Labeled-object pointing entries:

* start *

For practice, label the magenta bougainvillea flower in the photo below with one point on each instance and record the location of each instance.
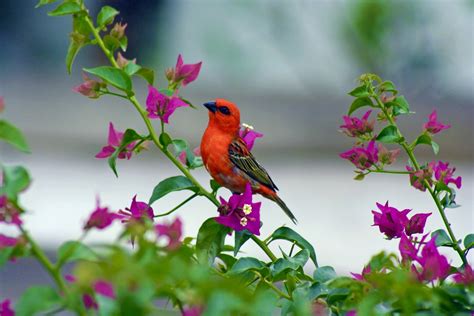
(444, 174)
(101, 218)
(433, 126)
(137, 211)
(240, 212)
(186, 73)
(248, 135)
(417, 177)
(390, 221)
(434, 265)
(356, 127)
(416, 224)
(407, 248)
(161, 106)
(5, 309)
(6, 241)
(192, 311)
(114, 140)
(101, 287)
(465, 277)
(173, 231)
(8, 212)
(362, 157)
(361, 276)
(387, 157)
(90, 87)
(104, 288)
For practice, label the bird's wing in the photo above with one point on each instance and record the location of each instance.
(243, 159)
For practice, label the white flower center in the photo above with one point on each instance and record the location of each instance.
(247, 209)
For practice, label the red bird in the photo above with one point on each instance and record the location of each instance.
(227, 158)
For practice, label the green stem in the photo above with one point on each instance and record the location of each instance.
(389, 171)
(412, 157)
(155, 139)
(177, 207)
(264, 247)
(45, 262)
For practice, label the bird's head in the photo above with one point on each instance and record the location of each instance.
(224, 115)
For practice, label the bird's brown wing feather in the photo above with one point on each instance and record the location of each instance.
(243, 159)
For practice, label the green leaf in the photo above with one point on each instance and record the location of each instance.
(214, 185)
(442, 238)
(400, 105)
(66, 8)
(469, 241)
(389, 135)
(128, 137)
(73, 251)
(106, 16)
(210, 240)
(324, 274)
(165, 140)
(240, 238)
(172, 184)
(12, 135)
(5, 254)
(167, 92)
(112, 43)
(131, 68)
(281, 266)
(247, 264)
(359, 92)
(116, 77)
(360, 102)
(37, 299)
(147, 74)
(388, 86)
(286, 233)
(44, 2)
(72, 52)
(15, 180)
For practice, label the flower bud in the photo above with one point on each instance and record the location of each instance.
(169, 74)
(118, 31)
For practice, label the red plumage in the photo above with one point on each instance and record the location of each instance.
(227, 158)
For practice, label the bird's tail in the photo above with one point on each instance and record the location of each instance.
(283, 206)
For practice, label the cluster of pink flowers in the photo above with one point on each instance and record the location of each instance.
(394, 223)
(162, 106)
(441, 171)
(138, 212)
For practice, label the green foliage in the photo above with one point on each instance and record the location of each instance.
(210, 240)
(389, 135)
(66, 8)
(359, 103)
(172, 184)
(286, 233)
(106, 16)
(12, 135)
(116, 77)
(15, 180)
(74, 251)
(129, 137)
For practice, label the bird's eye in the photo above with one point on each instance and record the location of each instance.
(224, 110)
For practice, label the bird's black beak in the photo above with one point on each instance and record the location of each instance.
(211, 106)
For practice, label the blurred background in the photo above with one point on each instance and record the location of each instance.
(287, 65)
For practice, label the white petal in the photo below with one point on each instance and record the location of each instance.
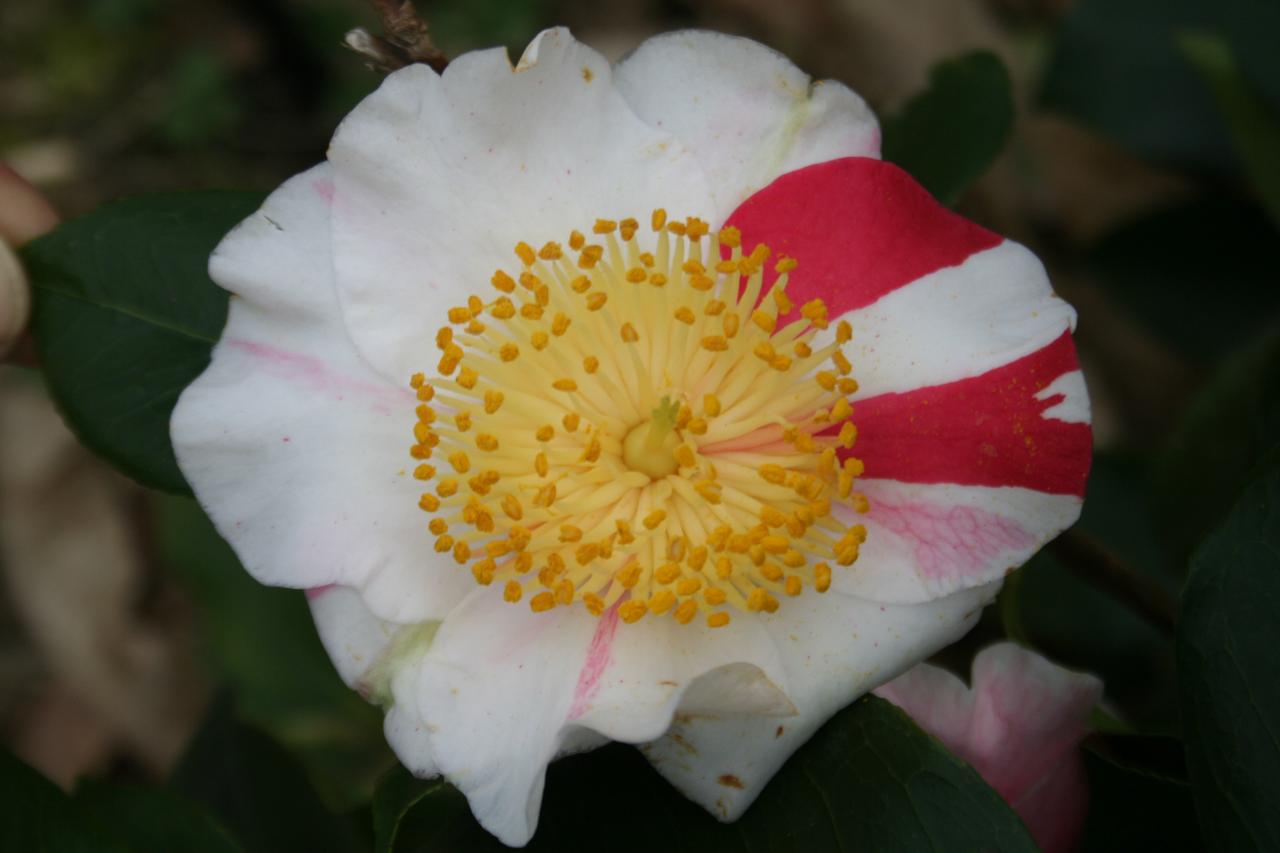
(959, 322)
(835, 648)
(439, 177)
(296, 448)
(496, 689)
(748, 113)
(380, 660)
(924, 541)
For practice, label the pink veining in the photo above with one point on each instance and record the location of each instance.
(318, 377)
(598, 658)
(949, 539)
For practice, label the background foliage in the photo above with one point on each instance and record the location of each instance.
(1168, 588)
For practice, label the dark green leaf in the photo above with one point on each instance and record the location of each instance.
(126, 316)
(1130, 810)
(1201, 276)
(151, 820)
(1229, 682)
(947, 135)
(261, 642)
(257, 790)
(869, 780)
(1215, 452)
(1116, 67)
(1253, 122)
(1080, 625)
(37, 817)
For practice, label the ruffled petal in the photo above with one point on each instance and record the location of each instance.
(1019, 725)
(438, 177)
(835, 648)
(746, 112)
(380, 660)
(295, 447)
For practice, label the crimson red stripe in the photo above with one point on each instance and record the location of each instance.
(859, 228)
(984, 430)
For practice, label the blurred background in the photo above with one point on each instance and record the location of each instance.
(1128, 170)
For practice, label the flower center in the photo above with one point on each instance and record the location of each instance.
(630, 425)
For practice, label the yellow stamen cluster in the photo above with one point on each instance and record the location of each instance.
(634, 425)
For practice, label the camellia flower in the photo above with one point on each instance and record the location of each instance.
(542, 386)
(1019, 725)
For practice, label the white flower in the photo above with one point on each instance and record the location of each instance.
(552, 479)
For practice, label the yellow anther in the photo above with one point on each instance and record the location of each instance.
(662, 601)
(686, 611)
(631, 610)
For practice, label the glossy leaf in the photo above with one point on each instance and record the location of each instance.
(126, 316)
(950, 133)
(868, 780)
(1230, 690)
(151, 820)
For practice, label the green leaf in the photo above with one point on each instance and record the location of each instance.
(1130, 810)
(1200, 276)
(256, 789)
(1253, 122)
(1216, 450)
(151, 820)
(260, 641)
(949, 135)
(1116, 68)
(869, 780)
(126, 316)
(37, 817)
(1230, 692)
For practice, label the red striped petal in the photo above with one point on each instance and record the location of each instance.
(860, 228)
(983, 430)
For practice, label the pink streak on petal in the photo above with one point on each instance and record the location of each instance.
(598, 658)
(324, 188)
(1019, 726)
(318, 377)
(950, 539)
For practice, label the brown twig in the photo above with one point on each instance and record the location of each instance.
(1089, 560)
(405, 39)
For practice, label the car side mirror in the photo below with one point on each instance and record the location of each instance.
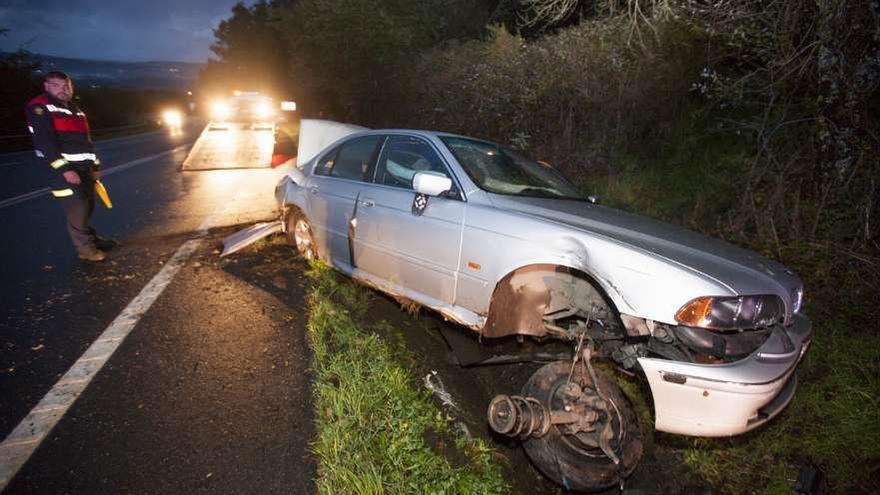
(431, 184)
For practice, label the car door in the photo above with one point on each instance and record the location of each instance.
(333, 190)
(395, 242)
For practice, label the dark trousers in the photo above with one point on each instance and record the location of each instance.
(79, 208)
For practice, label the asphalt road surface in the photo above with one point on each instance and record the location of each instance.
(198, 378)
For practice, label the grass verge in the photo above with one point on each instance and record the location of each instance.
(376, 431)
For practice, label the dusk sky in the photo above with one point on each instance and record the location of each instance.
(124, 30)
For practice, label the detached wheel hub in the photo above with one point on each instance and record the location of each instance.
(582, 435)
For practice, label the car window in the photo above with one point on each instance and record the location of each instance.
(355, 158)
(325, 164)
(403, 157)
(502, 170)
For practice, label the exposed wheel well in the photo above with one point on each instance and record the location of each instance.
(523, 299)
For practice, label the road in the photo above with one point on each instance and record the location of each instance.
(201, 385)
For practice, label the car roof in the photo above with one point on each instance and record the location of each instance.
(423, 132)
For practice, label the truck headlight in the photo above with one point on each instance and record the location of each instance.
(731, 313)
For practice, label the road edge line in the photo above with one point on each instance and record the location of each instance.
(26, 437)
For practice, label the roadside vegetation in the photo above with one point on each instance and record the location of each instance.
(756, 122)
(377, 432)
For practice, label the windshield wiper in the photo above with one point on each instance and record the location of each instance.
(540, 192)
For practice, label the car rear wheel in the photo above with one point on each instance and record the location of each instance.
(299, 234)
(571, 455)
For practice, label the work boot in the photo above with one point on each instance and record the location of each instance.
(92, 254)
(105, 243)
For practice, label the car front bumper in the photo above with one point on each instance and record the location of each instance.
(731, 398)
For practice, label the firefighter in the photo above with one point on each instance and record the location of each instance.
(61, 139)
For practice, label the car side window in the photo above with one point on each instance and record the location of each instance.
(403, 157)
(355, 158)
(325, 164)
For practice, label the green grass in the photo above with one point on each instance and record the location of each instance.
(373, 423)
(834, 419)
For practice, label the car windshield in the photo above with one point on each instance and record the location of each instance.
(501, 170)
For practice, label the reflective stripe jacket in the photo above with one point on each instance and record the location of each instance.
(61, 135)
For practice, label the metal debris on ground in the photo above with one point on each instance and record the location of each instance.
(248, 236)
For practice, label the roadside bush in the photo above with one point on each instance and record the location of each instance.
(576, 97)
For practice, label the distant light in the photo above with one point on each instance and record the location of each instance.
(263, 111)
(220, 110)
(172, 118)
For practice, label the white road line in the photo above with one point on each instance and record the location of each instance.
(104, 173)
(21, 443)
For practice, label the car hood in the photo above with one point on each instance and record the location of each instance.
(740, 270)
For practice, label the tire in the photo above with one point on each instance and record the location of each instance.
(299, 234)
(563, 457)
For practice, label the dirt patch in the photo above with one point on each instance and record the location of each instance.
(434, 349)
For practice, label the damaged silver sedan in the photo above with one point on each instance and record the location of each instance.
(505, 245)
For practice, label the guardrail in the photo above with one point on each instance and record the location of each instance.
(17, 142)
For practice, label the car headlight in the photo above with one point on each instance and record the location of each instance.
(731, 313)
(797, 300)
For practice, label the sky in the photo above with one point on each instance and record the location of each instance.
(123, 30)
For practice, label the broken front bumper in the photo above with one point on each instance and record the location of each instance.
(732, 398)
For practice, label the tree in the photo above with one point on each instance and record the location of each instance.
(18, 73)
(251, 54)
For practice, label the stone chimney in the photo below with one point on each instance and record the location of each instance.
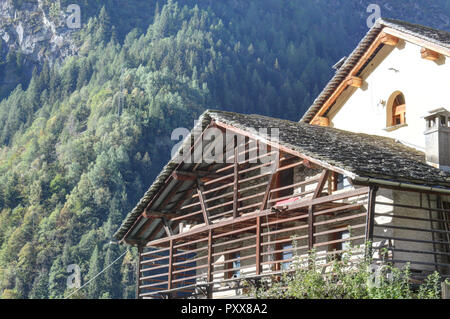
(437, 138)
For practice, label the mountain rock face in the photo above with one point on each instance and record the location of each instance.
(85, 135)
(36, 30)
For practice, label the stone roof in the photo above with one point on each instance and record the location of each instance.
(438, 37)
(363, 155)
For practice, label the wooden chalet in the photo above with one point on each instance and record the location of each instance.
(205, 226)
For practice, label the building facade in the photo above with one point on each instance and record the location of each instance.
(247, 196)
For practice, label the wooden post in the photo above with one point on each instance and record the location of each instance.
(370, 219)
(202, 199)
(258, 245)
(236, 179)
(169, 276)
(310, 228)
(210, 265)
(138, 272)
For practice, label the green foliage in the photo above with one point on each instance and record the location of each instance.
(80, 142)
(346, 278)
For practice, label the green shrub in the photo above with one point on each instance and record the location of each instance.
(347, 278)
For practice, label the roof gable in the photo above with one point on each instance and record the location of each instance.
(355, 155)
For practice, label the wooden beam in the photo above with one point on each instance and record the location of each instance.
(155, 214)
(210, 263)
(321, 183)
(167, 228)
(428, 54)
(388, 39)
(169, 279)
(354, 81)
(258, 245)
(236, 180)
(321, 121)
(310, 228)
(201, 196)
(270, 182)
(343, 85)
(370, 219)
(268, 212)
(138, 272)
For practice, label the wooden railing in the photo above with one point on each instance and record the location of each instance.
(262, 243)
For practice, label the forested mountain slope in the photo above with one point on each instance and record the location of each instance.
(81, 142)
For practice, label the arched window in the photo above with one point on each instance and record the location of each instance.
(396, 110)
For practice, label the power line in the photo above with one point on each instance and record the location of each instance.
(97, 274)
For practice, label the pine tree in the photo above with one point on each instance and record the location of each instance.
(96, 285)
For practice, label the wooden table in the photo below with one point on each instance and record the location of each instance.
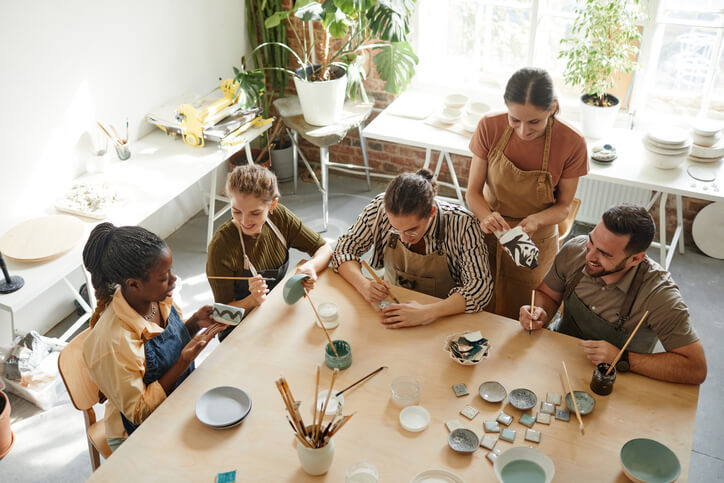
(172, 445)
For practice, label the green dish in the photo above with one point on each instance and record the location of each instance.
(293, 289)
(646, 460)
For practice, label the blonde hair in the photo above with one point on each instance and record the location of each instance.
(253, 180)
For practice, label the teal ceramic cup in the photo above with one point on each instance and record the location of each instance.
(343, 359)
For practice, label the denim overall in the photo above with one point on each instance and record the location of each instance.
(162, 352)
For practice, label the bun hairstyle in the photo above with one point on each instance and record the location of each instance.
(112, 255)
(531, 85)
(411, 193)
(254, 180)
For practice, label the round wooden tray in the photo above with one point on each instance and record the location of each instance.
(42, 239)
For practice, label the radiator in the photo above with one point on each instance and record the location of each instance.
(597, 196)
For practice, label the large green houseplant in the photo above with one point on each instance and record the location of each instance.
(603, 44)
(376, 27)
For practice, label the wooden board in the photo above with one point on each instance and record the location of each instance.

* end *

### Goal of the exercise
Quote every line from the line containing "For practice, label the denim" through the closing line of the listing, including both.

### The output
For practice, label the denim overall in the photo above with one point on each instance and record the location of each instance.
(162, 352)
For practice, label the bun hairstyle in the photo above with one point on each instance and record the location of each instance.
(112, 255)
(531, 85)
(411, 193)
(254, 180)
For practice, label the round wooden tray in the photo above with one point on each instance and record the location of each instance.
(42, 239)
For practice, label the radiator in the photo above with one point on each instance and record the location of each instance.
(597, 196)
For practice, label the large green houseplant in the photo above with one point on each instance and record the location of each instance.
(603, 44)
(376, 27)
For practice, label the wooden board in the photo above with one point on each instance and record the location of each instance.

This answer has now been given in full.